Coordinate labeling data
»»

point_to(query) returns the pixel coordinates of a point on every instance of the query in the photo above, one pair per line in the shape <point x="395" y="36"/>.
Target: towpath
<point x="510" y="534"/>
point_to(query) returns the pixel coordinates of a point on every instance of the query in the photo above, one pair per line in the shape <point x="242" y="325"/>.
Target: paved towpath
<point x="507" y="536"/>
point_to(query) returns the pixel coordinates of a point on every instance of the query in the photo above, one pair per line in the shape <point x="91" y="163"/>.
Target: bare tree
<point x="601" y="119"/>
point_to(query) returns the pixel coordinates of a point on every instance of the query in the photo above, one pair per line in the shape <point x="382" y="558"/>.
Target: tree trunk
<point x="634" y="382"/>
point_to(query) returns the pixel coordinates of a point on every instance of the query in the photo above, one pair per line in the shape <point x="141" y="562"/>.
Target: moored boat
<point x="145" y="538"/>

««

- **SHORT TASK**: Rewrite all of the material above, replacing "Target" with "Object" everywhere and leaving everything else unchanged.

- **EXERCISE ANSWER**:
point_to(query) returns the pixel coordinates of a point on every instance of the query in the photo above, one pair per line in the shape <point x="395" y="36"/>.
Object: towpath
<point x="510" y="534"/>
point_to(query) returns the pixel coordinates of a point on every instance of the query in the photo above, one pair per line in the shape <point x="242" y="325"/>.
Object: paved towpath
<point x="507" y="536"/>
point_to(query) returns the pixel coordinates of a point on every instance of the query in the photo above, one pair per line in the shape <point x="91" y="163"/>.
Object: bare tree
<point x="601" y="119"/>
point_to(query) returns the pixel coordinates of a point on every instance of the query in the photo above, one pair per line in the shape <point x="382" y="558"/>.
Object: tree trunk
<point x="634" y="382"/>
point_to(query) returns the pixel coordinates of a point on every instance of the query in the photo above, one pair per line in the shape <point x="141" y="562"/>.
Object: moored boat
<point x="145" y="538"/>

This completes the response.